• FRAGMENTO:
######

Las estadísticas no engañan, al menos en países donde sí se verifican. Un reporte del Centro de Control de Enfermedades en Atlanta señala que los embarazos en adolescentes han descendido a la mitad en los últimos veinte años
Quizá producto del acceso a la información, el temor a contraer enfermedades venéreas (especialmente SIDA o cáncer cérvico-uterino) o una educación sexual más precoz, los chicos en el Primer Mundo están rehuyendo los riesgos.
Cuando ocurre, es una insurrección. Ante todo, cercena un futuro y un presente de augurios, de frescura súbitamente empañada. Un hijo a destiempo, trayendo a cuestas su bestial demanda de afecto, no deja espacio para crecer, distraerse o aspirar el mundo, que se esfuma. Un torbellino que de golpe arrebata la infancia, al que de una forma o de otra se le hará pagar por ese rapto. Dos abandonos pesan más que mil amores, suelen imprecar los poetas: la melancolía es un manto de penumbra que oscurece buena parte de fulgor del horizonte.
Además de las rotundas implicaciones emocionales, el riesgo obstétrico en adolescentes es considerable. Preclampsia, nutrición deficiente, anemia y desgarros genitales no son la excepción, tanto por razones socioeconómicas como por inmadurez.
Como sabemos, la salud mental de la madre es determinante para el desarrollo del infante; la incorporación de su universo interno es traducido por el lenguaje de mamá, antes que por ningún otro mensajero. El tercer elemento es la presencia de una figura paterna que resignifique el embarazo y su desenlace. Con cierta razón afirmamos que, cuando no se planean, se tienen hijos para alguien más que los anhela desde un vínculo incestuoso. Habría que preguntarse a quién hace feliz un embarazo adolescente.

######

• DATOS PROPORCIONADOS:
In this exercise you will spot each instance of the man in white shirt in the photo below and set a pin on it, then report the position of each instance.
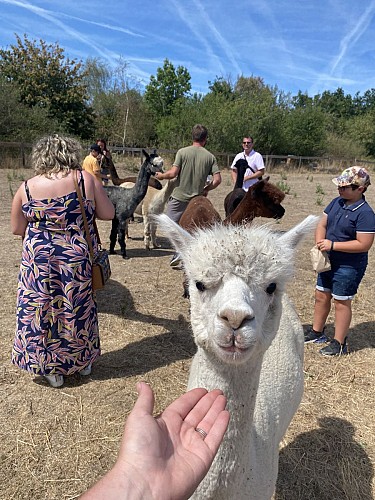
(255, 171)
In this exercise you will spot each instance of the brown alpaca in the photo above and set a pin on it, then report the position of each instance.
(263, 199)
(199, 213)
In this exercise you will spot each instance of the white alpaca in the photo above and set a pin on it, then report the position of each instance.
(249, 344)
(152, 204)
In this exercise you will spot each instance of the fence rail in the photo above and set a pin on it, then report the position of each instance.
(19, 152)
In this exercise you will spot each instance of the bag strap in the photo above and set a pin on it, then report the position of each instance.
(87, 231)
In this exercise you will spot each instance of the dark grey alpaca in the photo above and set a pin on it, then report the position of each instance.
(127, 200)
(233, 199)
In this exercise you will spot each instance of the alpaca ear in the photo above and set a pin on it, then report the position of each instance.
(178, 236)
(295, 235)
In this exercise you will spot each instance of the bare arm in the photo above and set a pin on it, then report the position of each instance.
(216, 181)
(17, 220)
(362, 243)
(165, 453)
(172, 173)
(321, 228)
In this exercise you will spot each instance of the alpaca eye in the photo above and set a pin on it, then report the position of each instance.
(271, 288)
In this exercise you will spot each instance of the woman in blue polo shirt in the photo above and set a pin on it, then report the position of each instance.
(346, 230)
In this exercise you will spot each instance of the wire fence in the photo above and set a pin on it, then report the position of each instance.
(15, 155)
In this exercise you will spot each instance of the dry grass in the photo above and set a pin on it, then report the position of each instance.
(56, 442)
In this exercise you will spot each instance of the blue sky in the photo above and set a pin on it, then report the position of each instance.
(307, 45)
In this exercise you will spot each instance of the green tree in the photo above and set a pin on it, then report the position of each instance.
(19, 122)
(306, 132)
(47, 79)
(164, 90)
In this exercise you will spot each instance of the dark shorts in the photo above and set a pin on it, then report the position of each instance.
(342, 281)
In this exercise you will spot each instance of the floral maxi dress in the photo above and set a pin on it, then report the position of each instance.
(57, 323)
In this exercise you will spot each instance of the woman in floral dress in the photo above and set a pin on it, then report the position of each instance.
(57, 323)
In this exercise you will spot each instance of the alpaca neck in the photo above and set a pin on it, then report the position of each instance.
(246, 211)
(234, 381)
(140, 187)
(161, 197)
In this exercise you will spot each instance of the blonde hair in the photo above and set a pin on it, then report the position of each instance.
(54, 153)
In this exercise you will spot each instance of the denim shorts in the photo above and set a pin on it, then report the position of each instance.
(342, 281)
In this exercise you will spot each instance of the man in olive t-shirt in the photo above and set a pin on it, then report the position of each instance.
(192, 166)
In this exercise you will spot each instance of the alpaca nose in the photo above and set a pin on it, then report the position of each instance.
(235, 316)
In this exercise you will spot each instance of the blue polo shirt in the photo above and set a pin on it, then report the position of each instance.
(343, 224)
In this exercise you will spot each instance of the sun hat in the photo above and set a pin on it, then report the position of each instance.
(95, 147)
(356, 176)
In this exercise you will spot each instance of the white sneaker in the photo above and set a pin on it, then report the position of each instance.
(86, 371)
(55, 380)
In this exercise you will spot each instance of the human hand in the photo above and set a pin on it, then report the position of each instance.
(167, 453)
(324, 245)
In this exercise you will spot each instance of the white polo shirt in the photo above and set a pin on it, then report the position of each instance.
(255, 161)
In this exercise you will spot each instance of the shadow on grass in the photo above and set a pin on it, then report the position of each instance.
(325, 464)
(149, 353)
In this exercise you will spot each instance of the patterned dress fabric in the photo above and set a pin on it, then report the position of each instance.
(57, 323)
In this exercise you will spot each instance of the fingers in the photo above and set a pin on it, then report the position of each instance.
(207, 408)
(217, 431)
(145, 401)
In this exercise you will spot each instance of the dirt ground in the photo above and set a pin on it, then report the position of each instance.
(56, 442)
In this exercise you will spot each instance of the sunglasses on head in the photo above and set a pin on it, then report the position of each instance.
(353, 186)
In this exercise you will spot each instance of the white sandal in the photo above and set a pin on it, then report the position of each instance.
(55, 380)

######

• CONSIGNA DE TRABAJO 1: Indica si cada afirmación concuerda con el fragmento sobre el embarazo adolescente y cita las palabras que lo deciden: (a) un reporte del Centro de Control de Enfermedades en Atlanta indica que los embarazos en adolescentes se redujeron a la mitad en veinte años; (b) el riesgo obstétrico en adolescentes es mínimo; (c) la anemia figura entre los riesgos que se mencionan.
• CONSIGNA DE TRABAJO 2: Prosigue el fragmento sobre el embarazo adolescente a partir de su última oración.

• RESPUESTA DEL EJERCICIO 1:
(a) Sí: «los embarazos en adolescentes han descendido a la mitad en los últimos veinte años».
(b) No: «el riesgo obstétrico en adolescentes es considerable».
(c) Sí: «Preclampsia, nutrición deficiente, anemia y desgarros genitales no son la excepción».

• RESPUESTA DEL EJERCICIO 2:
Las opciones se encogen. Apoyarse en la familia o peor aún, saltar a la autarquía sin cobijo alguno y con todos los momios en contra. Sacrificar la libertad en aras de ser fuerte para otro, que reclama su derecho sin saber que ya lo ha hipotecado de origen. Una simbiosis dolorosa, que marcará ambos derroteros con pérdidas y decepción; en aplazamiento de un valedor que todo lo desvanezca y devuelva el cuento de hadas a su lugar prístino e impoluto.
– ¿Como ocurrió?
Sentada frente a sus padres, Elena titubea antes que aludir a la pregunta retórica.
– Nos descuidamos- piensa, pero prefiere callarlo antes que insinuar que sus encuentros sexuales datan de varios meses.
A sus quince años, no ha disipado sus gestos de niña. Hace muecas y baja la cabeza, esgrimiendo vergüenza. Le molesta el pliegue de la falda en la barriga o tal vez es un peso que apenas reconoce. La madre gime y ella desoye la perorata del padre entre sollozos, un idioma indescifrable que la aturde.
El muchacho cortó la relación en cuanto ella se negó a abortar y se debate entre la culpa y la redención. La escuela de monjas – que ahora parece tan remota – no enseña qué hacer ante tal encrucijada, y por consejo de una amiga, dejó pasar las semanas en desliz hacia lo irreversible.
Impulsividad, cierto, pero también un grito de emancipación. Verse desnuda, acariciada, seducida. La excitación desbordante que venía con cada encuentro y esa promesa del amor, tan real como los sueños y el deseo reiterativo de saberse amada.
Por supuesto, vendrán las fotos, las risas, los regalos y las fiestas infantiles. Elegir el nombre y el color del cuarto, los adornos y los juguetes en la cuna. Pero una noche, con su bebé en brazos bañada por la luna desde el tragaluz, ella vuelve al momento en que se dejó convencer de que el condón “quita sensibilidad y estorba”. Cuando ese orgasmo cargado de miedo y de furor, abrió la puerta a otra vida que ya no es la suya.